▶ [What you should do]:
Word for word, return the lines from the top of the listing to the line containing "Query: suit shoulder", both ends included, and no others.

▶ [Data records]:
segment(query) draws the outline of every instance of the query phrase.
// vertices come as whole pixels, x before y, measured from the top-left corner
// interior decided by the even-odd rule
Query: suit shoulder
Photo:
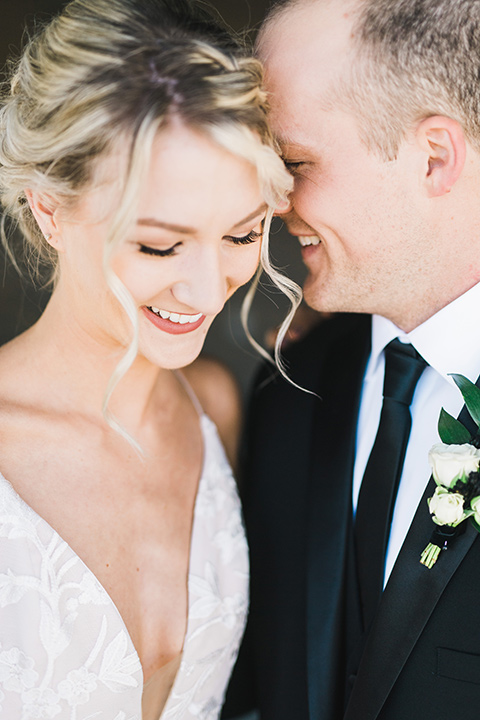
[[[287,375],[294,383],[311,390],[312,382],[316,381],[331,353],[348,352],[352,343],[368,343],[370,328],[370,315],[336,313],[322,320],[282,353]],[[280,376],[278,370],[264,366],[258,374],[255,387],[258,389],[269,385],[279,388],[288,385],[288,382]]]
[[[302,364],[309,357],[321,358],[338,343],[357,341],[368,335],[371,327],[370,315],[336,313],[321,320],[304,338],[291,345],[285,352],[290,363]]]

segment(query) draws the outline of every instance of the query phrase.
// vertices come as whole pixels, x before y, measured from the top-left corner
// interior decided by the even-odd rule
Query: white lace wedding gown
[[[216,428],[200,417],[188,622],[161,720],[218,718],[244,629],[248,552]],[[140,720],[139,657],[82,560],[0,475],[0,718]]]

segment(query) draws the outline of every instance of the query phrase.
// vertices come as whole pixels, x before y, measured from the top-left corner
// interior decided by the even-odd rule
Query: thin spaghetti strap
[[[185,377],[185,375],[183,374],[183,372],[181,370],[174,370],[173,374],[175,375],[175,377],[179,381],[180,385],[182,385],[183,389],[185,390],[188,397],[192,401],[192,405],[195,408],[195,410],[197,411],[199,417],[202,417],[203,415],[205,415],[205,413],[203,411],[203,407],[200,404],[200,400],[196,396],[192,386],[188,382],[188,380]]]

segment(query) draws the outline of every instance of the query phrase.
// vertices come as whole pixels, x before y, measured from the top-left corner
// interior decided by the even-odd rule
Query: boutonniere
[[[463,375],[452,375],[474,423],[477,433],[472,436],[467,428],[443,408],[438,421],[437,443],[428,459],[437,485],[428,499],[428,507],[435,523],[430,542],[420,562],[432,568],[441,550],[465,531],[465,520],[470,519],[480,532],[480,388]]]

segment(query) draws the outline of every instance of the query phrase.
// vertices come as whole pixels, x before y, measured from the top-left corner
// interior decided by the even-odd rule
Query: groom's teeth
[[[168,310],[160,310],[159,308],[153,307],[153,305],[150,307],[150,310],[164,320],[170,320],[170,322],[178,323],[179,325],[196,323],[202,317],[202,313],[197,313],[197,315],[180,315],[180,313],[171,313],[168,312]]]
[[[308,245],[320,245],[320,238],[317,235],[300,235],[298,239],[302,247],[307,247]]]

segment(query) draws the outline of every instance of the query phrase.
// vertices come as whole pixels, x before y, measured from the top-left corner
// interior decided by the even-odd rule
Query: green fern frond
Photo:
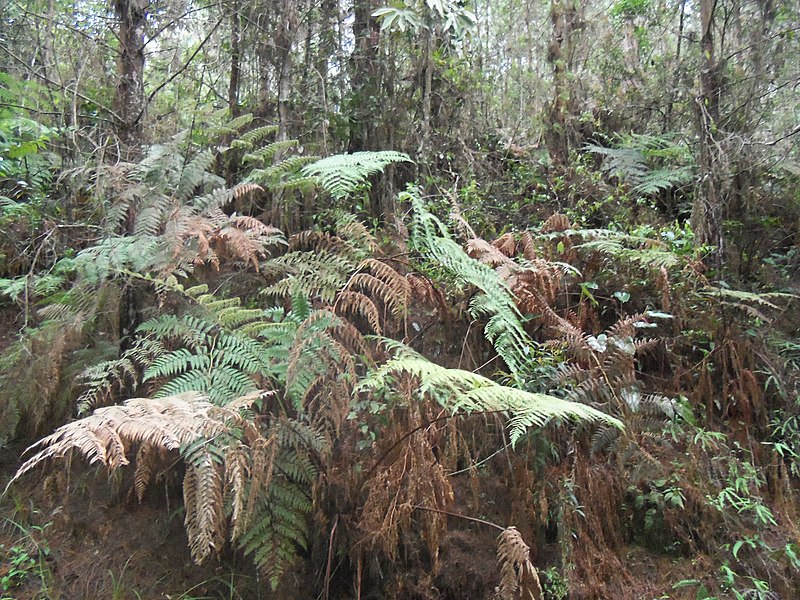
[[[286,274],[262,293],[271,296],[303,295],[332,302],[342,289],[355,265],[339,254],[321,252],[290,252],[264,264],[265,271]]]
[[[596,236],[599,231],[601,230],[582,230],[573,233]],[[653,240],[616,232],[604,231],[600,237],[578,244],[575,248],[599,252],[615,263],[627,262],[643,269],[670,269],[680,264],[680,258],[674,252],[661,248]]]
[[[207,345],[215,324],[185,315],[161,315],[139,325],[137,332],[157,340],[174,339],[190,348]]]
[[[165,194],[153,194],[136,212],[133,233],[136,236],[157,236],[161,233],[174,201]]]
[[[370,373],[360,382],[358,389],[391,389],[391,379],[403,373],[419,381],[420,395],[433,398],[452,414],[459,411],[508,412],[511,415],[512,444],[519,441],[531,426],[542,427],[552,419],[602,422],[622,427],[618,419],[590,406],[499,385],[476,373],[436,365],[422,356],[415,356],[410,350]]]
[[[128,271],[147,272],[158,249],[158,239],[150,236],[106,238],[78,252],[75,268],[87,283],[97,285]]]
[[[255,171],[254,171],[255,173]],[[253,177],[253,181],[264,181],[258,177]],[[269,182],[269,179],[266,179]],[[273,192],[300,192],[302,194],[309,194],[317,187],[317,180],[313,177],[291,177],[289,179],[282,179],[273,181],[269,184],[270,190]]]
[[[272,160],[272,158],[284,150],[288,150],[289,148],[294,148],[298,146],[300,142],[298,140],[280,140],[277,142],[272,142],[271,144],[267,144],[263,148],[259,148],[254,152],[250,152],[244,155],[244,162],[258,162],[258,163],[266,163]]]
[[[231,119],[225,125],[220,125],[212,129],[209,133],[215,137],[221,137],[223,135],[231,135],[234,133],[238,133],[242,127],[249,125],[253,122],[253,114],[247,113],[244,115],[239,115],[238,117]]]
[[[247,133],[240,135],[238,139],[233,140],[233,142],[231,142],[231,147],[249,150],[253,148],[253,146],[259,143],[261,140],[264,140],[269,136],[275,135],[277,132],[278,132],[277,125],[265,125],[263,127],[256,127],[255,129],[251,129]]]
[[[705,296],[706,298],[716,298],[724,302],[757,304],[772,310],[781,310],[781,308],[775,304],[776,301],[783,300],[788,303],[792,300],[797,300],[800,297],[796,294],[789,294],[785,292],[758,293],[748,292],[745,290],[733,290],[721,286],[708,286],[700,290],[699,294],[701,296]]]
[[[211,169],[216,161],[213,150],[204,150],[195,156],[181,172],[180,180],[175,188],[175,198],[185,204],[192,197],[194,191],[206,182],[204,175]]]
[[[676,185],[690,183],[693,176],[692,169],[689,167],[653,169],[639,177],[633,191],[644,196],[653,195]]]
[[[411,162],[402,152],[355,152],[323,158],[303,168],[303,175],[316,177],[320,186],[334,200],[346,198],[362,186],[368,186],[368,177],[382,172],[388,165]]]
[[[409,201],[414,210],[415,245],[458,280],[483,292],[483,296],[476,296],[470,302],[470,313],[474,318],[489,317],[484,329],[487,339],[515,377],[526,377],[537,345],[522,326],[508,284],[494,269],[471,258],[450,239],[447,228],[425,209],[416,192],[407,191],[401,199]]]
[[[265,169],[267,173],[267,177],[270,180],[277,180],[280,177],[285,175],[294,175],[299,174],[302,168],[308,164],[311,164],[315,161],[319,160],[319,156],[311,156],[311,155],[296,155],[296,156],[289,156],[283,159],[276,165],[272,165],[271,167]]]
[[[607,148],[586,144],[584,149],[603,157],[602,169],[617,177],[642,195],[656,194],[692,180],[692,167],[676,165],[691,160],[685,144],[675,144],[668,137],[631,135],[621,138],[619,147]],[[658,166],[667,162],[669,166]]]

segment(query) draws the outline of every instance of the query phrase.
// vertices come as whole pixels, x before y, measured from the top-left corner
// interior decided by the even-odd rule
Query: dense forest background
[[[3,598],[798,596],[798,2],[0,23]]]

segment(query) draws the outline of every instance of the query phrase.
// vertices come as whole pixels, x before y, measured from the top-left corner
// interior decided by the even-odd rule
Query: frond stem
[[[449,510],[441,510],[439,508],[430,508],[429,506],[415,506],[413,507],[414,510],[424,510],[427,512],[439,513],[442,515],[447,515],[449,517],[458,517],[459,519],[465,519],[467,521],[474,521],[475,523],[480,523],[481,525],[488,525],[489,527],[494,527],[495,529],[499,529],[500,531],[505,531],[505,527],[501,527],[497,523],[492,523],[491,521],[487,521],[485,519],[479,519],[478,517],[469,517],[467,515],[462,515],[459,513],[450,512]]]

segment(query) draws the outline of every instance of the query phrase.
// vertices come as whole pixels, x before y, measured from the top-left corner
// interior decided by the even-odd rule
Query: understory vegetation
[[[797,596],[798,6],[40,4],[0,597]]]

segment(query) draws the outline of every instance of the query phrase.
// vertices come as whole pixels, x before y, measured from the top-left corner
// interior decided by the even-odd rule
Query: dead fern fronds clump
[[[516,527],[507,527],[497,536],[497,562],[500,585],[496,600],[540,600],[542,585],[530,560],[530,548]]]
[[[517,242],[513,233],[506,233],[493,241],[492,246],[510,258],[516,254]]]
[[[387,325],[404,329],[411,284],[391,265],[368,258],[358,265],[337,294],[334,311],[342,316],[361,316],[381,334]]]
[[[555,233],[572,229],[569,217],[562,213],[553,213],[542,223],[542,233]]]
[[[453,488],[445,465],[437,458],[435,427],[425,427],[429,411],[413,405],[397,414],[402,425],[399,431],[411,436],[396,444],[391,438],[386,464],[367,481],[359,530],[369,547],[395,560],[401,546],[413,545],[421,537],[427,546],[433,571],[438,568],[439,543],[446,532],[445,511],[453,502]],[[424,507],[425,511],[415,511]]]
[[[50,429],[48,420],[68,418],[76,373],[116,351],[121,296],[120,288],[108,283],[91,291],[59,289],[57,300],[31,315],[24,335],[0,357],[0,446],[18,436],[41,435]],[[92,334],[101,342],[88,352],[83,348]]]
[[[436,310],[443,319],[449,317],[450,305],[447,302],[447,296],[430,278],[418,273],[408,273],[406,279],[408,280],[409,300],[411,302],[417,302],[422,306]]]
[[[575,565],[570,576],[570,593],[601,600],[618,597],[629,585],[619,557],[624,544],[621,510],[625,488],[620,472],[606,464],[592,464],[582,452],[576,453],[572,472],[559,498],[568,544],[566,560]]]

▶ [Answer to this task]:
segment(query) draws the outline of every instance of the query phrase.
// vertices come as whole pixels, x before y, measured from the top-left corner
// interior decided by the even-odd rule
Query: suit shoulder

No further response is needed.